What to do -
Tally the lines below that contain "white". The number is the whole answer.

Records supplied -
__________________________________________________

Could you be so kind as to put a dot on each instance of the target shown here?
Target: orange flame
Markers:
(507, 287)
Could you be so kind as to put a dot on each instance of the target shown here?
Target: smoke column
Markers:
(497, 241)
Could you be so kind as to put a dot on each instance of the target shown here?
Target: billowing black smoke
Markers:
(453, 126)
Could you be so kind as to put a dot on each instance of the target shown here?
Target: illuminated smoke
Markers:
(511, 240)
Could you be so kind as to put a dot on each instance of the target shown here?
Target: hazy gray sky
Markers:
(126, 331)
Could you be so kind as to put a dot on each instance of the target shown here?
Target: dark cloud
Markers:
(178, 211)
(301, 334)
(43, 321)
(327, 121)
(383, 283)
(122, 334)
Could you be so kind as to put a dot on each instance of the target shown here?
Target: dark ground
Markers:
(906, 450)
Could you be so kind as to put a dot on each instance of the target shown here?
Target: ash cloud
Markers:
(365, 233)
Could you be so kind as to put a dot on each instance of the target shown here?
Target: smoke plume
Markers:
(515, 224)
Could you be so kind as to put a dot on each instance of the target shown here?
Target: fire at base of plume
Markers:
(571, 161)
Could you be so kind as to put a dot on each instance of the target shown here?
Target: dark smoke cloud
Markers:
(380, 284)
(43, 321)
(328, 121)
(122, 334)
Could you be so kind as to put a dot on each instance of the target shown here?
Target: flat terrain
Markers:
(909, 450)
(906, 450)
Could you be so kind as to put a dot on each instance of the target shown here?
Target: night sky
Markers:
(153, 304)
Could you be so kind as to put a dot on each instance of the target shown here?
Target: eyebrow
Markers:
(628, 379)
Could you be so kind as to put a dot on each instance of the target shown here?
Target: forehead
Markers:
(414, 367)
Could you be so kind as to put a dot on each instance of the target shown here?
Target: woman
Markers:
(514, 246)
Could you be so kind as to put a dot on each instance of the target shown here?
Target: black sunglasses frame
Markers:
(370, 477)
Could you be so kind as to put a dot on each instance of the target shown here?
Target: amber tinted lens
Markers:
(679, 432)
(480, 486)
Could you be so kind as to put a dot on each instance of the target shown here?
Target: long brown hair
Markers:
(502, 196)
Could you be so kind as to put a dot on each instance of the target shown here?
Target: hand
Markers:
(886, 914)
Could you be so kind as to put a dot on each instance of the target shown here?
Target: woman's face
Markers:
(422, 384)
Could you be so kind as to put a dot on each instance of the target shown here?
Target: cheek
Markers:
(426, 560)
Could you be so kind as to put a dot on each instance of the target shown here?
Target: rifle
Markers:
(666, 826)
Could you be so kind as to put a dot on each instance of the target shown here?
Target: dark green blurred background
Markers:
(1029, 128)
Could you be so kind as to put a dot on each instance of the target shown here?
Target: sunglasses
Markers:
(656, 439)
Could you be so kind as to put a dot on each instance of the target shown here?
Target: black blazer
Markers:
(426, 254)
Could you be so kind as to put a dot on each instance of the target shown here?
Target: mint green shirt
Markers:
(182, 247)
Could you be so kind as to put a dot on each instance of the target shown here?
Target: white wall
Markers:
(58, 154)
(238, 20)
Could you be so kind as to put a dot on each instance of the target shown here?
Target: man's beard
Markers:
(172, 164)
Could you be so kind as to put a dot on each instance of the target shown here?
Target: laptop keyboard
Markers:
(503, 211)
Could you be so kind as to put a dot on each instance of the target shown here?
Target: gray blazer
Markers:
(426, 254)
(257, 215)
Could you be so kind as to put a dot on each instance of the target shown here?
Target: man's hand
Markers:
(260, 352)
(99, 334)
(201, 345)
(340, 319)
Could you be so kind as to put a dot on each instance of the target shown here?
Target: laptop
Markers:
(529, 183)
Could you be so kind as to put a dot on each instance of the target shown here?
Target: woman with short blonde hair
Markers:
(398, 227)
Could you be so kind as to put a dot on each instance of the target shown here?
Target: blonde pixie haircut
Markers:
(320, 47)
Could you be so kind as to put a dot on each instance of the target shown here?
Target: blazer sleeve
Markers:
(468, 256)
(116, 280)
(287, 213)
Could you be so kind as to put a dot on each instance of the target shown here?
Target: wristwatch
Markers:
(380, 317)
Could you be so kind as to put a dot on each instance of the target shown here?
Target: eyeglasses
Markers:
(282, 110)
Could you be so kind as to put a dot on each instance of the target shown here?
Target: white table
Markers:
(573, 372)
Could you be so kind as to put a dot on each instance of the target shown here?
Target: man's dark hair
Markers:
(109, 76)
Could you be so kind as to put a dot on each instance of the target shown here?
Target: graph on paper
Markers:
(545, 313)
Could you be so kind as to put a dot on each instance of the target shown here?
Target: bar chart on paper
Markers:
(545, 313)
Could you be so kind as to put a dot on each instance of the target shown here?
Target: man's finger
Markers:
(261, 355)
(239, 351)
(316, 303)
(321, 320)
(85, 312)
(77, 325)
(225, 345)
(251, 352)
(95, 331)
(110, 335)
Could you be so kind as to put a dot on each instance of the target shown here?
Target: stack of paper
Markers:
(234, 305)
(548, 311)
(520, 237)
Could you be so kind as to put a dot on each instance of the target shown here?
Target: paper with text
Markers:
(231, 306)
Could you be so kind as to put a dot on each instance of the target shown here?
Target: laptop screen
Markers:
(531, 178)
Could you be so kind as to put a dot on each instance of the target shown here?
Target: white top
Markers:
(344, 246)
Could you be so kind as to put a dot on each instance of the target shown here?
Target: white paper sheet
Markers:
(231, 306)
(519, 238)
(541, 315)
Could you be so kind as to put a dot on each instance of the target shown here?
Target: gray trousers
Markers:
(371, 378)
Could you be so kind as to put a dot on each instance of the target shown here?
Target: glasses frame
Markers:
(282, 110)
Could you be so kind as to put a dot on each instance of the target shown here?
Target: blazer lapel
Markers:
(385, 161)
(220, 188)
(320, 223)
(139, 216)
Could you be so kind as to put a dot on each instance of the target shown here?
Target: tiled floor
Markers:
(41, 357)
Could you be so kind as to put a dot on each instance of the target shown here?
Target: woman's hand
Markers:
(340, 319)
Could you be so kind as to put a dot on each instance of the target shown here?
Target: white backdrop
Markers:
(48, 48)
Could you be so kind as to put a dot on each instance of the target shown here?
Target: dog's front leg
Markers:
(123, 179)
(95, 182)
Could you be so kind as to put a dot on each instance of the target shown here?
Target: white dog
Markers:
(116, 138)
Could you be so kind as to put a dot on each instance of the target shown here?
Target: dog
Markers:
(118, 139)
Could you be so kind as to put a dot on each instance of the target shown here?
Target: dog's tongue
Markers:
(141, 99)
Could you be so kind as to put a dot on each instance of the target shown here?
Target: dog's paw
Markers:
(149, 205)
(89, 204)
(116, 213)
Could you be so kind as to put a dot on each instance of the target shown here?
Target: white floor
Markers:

__________________________________________________

Answer for this exercise -
7